Copy out, word for word, the lines below from the one containing "Where can you see the traditional" through the end of the records, including both ends.

+++ DATA PROVIDED

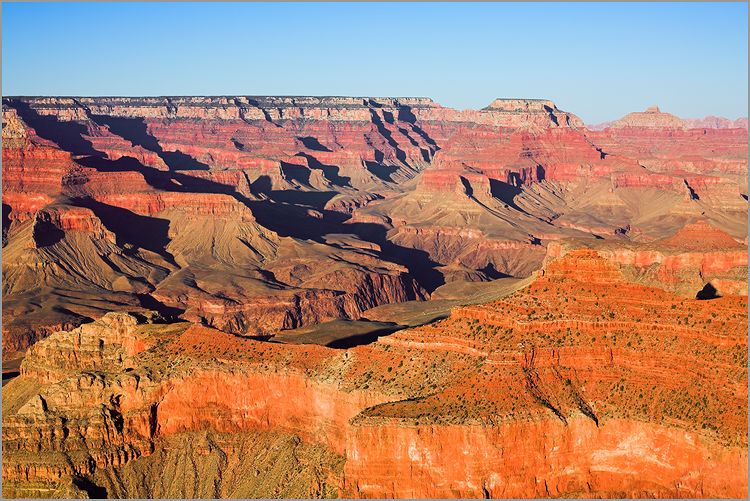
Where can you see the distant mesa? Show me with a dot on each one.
(653, 118)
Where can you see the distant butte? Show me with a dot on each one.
(298, 296)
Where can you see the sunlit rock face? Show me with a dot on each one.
(582, 384)
(162, 255)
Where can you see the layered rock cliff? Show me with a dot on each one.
(258, 214)
(581, 384)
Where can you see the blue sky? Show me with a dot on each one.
(599, 61)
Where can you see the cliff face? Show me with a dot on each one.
(258, 214)
(581, 384)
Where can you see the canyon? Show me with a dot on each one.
(371, 297)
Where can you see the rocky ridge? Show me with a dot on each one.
(259, 214)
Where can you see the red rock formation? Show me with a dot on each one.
(556, 390)
(230, 189)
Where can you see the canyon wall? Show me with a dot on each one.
(555, 390)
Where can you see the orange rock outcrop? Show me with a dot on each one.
(583, 384)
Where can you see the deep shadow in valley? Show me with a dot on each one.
(286, 219)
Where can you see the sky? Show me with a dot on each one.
(599, 61)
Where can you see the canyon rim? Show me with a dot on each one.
(216, 295)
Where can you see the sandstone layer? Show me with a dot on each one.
(582, 384)
(255, 215)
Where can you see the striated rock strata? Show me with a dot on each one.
(582, 384)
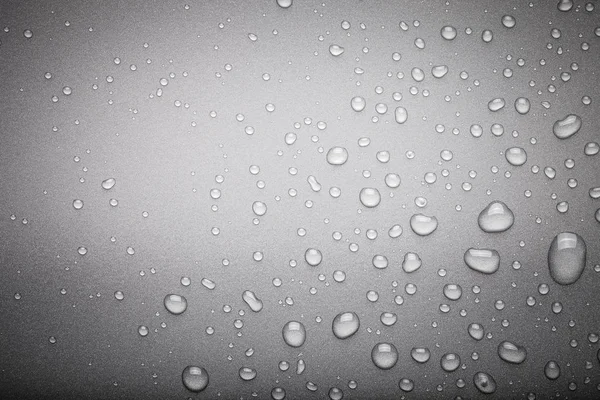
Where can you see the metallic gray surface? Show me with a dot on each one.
(166, 166)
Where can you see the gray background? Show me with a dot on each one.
(167, 167)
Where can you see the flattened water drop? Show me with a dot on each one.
(567, 258)
(567, 127)
(384, 355)
(345, 325)
(195, 379)
(423, 225)
(511, 352)
(496, 217)
(294, 333)
(485, 261)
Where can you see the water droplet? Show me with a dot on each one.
(195, 379)
(567, 127)
(370, 197)
(511, 352)
(175, 304)
(423, 225)
(345, 325)
(496, 217)
(384, 355)
(485, 261)
(567, 258)
(294, 334)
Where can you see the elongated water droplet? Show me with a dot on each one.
(496, 217)
(384, 355)
(567, 257)
(485, 261)
(195, 379)
(345, 325)
(567, 127)
(511, 352)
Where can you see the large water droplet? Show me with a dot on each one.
(496, 217)
(511, 352)
(384, 355)
(345, 325)
(485, 383)
(485, 261)
(567, 257)
(423, 225)
(195, 379)
(175, 303)
(567, 127)
(294, 333)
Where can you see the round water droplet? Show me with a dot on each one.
(423, 225)
(370, 197)
(345, 325)
(175, 304)
(384, 355)
(567, 127)
(485, 383)
(337, 156)
(313, 257)
(108, 184)
(485, 261)
(567, 258)
(511, 352)
(195, 379)
(496, 217)
(294, 334)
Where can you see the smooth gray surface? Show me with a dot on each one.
(165, 159)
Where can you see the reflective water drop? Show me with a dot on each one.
(516, 156)
(175, 304)
(337, 156)
(485, 261)
(370, 197)
(484, 382)
(567, 258)
(567, 127)
(511, 352)
(496, 217)
(252, 300)
(345, 325)
(195, 379)
(108, 184)
(294, 334)
(384, 355)
(401, 115)
(423, 225)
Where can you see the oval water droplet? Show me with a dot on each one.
(423, 225)
(485, 261)
(294, 333)
(384, 355)
(567, 127)
(496, 217)
(345, 325)
(195, 379)
(567, 258)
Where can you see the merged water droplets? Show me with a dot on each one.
(567, 258)
(384, 355)
(496, 217)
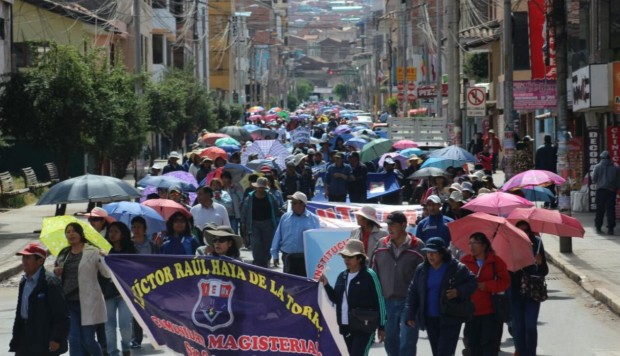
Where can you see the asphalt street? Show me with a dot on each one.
(571, 322)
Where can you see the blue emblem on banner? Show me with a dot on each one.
(213, 310)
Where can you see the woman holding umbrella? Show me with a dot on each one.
(525, 309)
(179, 239)
(77, 266)
(492, 277)
(119, 236)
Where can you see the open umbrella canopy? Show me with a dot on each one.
(238, 133)
(533, 177)
(53, 234)
(267, 149)
(536, 193)
(442, 163)
(404, 144)
(497, 203)
(166, 207)
(227, 141)
(548, 221)
(427, 172)
(374, 149)
(453, 152)
(211, 137)
(166, 182)
(125, 211)
(213, 153)
(89, 188)
(510, 243)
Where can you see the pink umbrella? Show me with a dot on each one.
(548, 221)
(497, 203)
(404, 144)
(533, 177)
(211, 137)
(255, 118)
(510, 243)
(396, 157)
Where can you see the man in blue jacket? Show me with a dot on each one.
(434, 225)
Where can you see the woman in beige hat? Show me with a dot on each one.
(369, 230)
(358, 298)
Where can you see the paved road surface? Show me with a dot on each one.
(571, 323)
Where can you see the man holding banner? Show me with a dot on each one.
(396, 258)
(289, 235)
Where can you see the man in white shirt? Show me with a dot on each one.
(208, 211)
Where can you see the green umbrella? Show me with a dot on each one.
(226, 141)
(284, 115)
(375, 149)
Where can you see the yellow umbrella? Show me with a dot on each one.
(53, 234)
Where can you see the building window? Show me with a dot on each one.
(158, 49)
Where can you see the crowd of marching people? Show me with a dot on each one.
(400, 278)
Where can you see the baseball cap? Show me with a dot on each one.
(396, 217)
(33, 248)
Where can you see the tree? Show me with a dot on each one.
(304, 89)
(52, 104)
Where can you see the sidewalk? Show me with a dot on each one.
(594, 263)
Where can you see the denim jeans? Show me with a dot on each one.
(524, 323)
(123, 322)
(261, 238)
(400, 339)
(442, 336)
(81, 337)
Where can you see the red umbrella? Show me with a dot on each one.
(213, 153)
(497, 203)
(404, 144)
(509, 243)
(211, 137)
(548, 221)
(166, 207)
(533, 177)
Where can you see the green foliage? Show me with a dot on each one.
(392, 104)
(292, 102)
(476, 67)
(304, 89)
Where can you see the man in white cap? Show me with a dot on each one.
(434, 225)
(174, 160)
(289, 235)
(41, 324)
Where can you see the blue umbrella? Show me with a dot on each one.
(454, 153)
(411, 151)
(125, 211)
(537, 193)
(166, 182)
(356, 142)
(439, 162)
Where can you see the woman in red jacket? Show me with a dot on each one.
(481, 331)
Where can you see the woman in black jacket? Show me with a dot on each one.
(357, 288)
(439, 297)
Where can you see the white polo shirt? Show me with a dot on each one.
(216, 214)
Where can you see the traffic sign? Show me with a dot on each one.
(476, 101)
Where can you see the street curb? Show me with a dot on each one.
(603, 295)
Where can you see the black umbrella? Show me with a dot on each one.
(238, 133)
(427, 172)
(89, 188)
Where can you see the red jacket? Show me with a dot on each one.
(482, 298)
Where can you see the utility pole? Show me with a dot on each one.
(454, 57)
(561, 57)
(509, 142)
(438, 71)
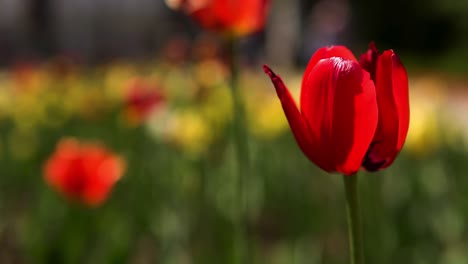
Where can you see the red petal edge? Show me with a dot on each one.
(296, 121)
(393, 101)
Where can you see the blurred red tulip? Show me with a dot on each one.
(233, 17)
(142, 98)
(84, 172)
(351, 114)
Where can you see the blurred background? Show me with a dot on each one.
(68, 67)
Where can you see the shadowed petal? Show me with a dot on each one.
(340, 107)
(368, 60)
(393, 102)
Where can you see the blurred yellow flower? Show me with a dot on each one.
(427, 97)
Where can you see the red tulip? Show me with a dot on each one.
(142, 98)
(239, 17)
(352, 113)
(84, 172)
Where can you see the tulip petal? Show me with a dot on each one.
(323, 53)
(296, 121)
(340, 107)
(393, 102)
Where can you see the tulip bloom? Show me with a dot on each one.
(84, 172)
(237, 18)
(352, 113)
(141, 99)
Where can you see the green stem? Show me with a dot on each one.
(356, 245)
(240, 242)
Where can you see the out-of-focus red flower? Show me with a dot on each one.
(351, 114)
(233, 17)
(84, 172)
(141, 99)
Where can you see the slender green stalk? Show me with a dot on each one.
(356, 245)
(240, 243)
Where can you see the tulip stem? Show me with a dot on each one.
(356, 245)
(240, 242)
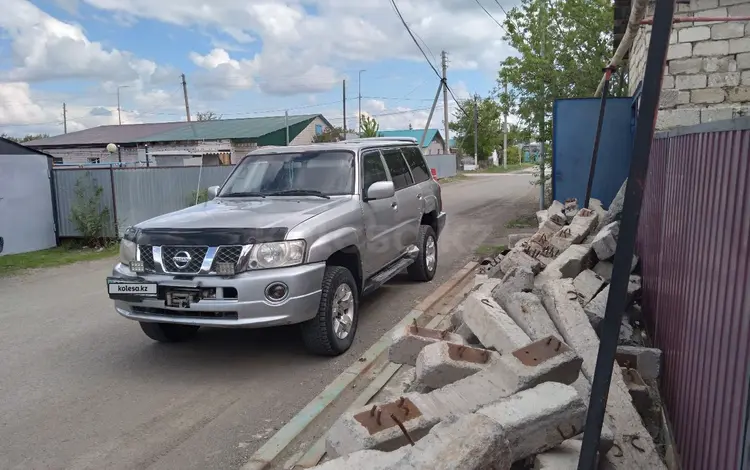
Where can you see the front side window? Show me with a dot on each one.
(399, 170)
(327, 172)
(417, 164)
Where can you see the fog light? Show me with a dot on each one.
(137, 266)
(277, 291)
(225, 269)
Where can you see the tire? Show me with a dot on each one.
(169, 332)
(422, 270)
(320, 334)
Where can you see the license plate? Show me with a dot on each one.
(132, 288)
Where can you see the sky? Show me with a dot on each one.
(241, 58)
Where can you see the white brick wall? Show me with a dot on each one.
(708, 65)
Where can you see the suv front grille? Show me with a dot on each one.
(196, 254)
(228, 254)
(147, 256)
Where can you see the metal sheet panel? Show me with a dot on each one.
(693, 243)
(574, 128)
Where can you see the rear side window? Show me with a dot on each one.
(373, 170)
(417, 164)
(400, 173)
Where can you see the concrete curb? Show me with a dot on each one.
(264, 456)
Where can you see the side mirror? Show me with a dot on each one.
(381, 190)
(212, 192)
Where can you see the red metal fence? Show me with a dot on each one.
(693, 242)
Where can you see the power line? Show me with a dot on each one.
(408, 30)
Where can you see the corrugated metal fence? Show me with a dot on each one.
(693, 242)
(133, 194)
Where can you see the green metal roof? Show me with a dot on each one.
(247, 128)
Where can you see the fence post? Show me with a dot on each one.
(114, 199)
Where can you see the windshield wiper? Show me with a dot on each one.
(244, 194)
(299, 192)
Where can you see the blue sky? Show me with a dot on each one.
(240, 57)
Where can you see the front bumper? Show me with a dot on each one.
(240, 302)
(442, 217)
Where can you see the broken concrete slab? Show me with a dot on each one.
(570, 263)
(563, 457)
(556, 213)
(580, 227)
(467, 442)
(529, 314)
(443, 363)
(518, 279)
(492, 325)
(605, 242)
(517, 257)
(538, 419)
(562, 305)
(588, 284)
(409, 341)
(350, 434)
(647, 361)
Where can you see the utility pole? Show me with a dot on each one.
(446, 146)
(505, 127)
(359, 115)
(476, 131)
(344, 101)
(184, 92)
(286, 125)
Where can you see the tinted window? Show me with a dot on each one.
(399, 171)
(417, 164)
(373, 170)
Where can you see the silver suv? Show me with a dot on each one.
(295, 235)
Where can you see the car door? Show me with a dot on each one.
(379, 217)
(408, 198)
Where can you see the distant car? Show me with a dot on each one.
(294, 236)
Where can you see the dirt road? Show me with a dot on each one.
(83, 388)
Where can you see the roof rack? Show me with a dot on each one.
(382, 139)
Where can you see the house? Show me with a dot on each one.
(433, 142)
(27, 199)
(216, 142)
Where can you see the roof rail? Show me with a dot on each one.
(382, 139)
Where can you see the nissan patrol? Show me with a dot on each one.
(295, 235)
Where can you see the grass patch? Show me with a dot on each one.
(58, 256)
(524, 221)
(453, 179)
(485, 251)
(510, 168)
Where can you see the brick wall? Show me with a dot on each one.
(708, 65)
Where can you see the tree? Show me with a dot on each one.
(330, 134)
(369, 127)
(208, 116)
(489, 123)
(562, 46)
(26, 138)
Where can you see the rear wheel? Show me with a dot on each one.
(169, 332)
(424, 267)
(332, 330)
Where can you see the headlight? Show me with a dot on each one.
(274, 255)
(127, 251)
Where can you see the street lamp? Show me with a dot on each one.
(359, 115)
(119, 118)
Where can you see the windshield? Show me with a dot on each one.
(326, 172)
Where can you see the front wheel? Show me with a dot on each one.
(331, 332)
(424, 267)
(169, 332)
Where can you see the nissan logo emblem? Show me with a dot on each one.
(181, 259)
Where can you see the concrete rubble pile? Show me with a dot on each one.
(509, 383)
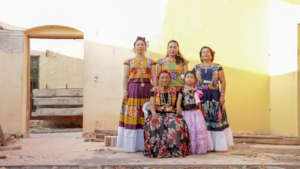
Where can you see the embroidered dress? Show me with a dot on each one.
(168, 136)
(176, 71)
(131, 125)
(214, 112)
(199, 142)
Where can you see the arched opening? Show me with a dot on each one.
(41, 32)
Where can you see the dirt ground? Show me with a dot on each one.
(71, 149)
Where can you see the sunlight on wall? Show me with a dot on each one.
(111, 22)
(283, 33)
(68, 47)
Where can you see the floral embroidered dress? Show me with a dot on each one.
(131, 125)
(214, 112)
(176, 71)
(199, 142)
(168, 136)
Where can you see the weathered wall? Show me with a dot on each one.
(58, 71)
(11, 67)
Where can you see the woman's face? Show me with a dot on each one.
(190, 79)
(140, 47)
(164, 79)
(172, 49)
(206, 55)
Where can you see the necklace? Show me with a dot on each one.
(140, 65)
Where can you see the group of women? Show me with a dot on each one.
(187, 113)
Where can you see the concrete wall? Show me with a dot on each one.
(57, 70)
(103, 95)
(11, 77)
(238, 32)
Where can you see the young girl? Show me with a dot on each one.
(189, 101)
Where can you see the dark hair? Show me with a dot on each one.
(179, 58)
(190, 72)
(139, 38)
(161, 72)
(211, 52)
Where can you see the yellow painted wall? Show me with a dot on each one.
(284, 104)
(57, 70)
(238, 32)
(298, 86)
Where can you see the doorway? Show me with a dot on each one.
(48, 32)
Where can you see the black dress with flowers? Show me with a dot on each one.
(168, 136)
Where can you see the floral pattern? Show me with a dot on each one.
(214, 112)
(176, 71)
(168, 136)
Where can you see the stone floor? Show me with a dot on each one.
(68, 150)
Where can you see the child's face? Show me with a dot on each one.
(190, 79)
(164, 80)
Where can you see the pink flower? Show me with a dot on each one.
(197, 95)
(204, 87)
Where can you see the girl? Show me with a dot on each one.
(189, 101)
(211, 80)
(166, 134)
(138, 73)
(174, 63)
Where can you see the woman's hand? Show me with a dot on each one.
(179, 113)
(222, 99)
(155, 117)
(125, 94)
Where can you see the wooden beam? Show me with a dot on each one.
(57, 93)
(59, 101)
(58, 112)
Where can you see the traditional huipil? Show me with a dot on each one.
(131, 125)
(168, 136)
(176, 70)
(214, 112)
(199, 142)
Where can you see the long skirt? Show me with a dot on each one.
(219, 132)
(199, 142)
(131, 125)
(166, 137)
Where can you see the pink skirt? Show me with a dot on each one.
(199, 142)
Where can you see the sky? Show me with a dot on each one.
(119, 22)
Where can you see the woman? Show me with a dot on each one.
(174, 63)
(166, 133)
(138, 73)
(210, 75)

++++++

ANSWER ::
Where can you see the traditional huipil? Show me with a dot on each one.
(131, 125)
(168, 136)
(176, 70)
(214, 112)
(199, 142)
Where can you see the long skirt? Show me with a dot on each one.
(219, 132)
(199, 142)
(131, 125)
(166, 137)
Where can you see the pink skirt? Show me with a dot on each one.
(199, 142)
Where can you see the sky? Show me with a dot on each one.
(119, 22)
Where can you see the woman? Show me with a dot on each one.
(174, 63)
(166, 133)
(138, 73)
(210, 75)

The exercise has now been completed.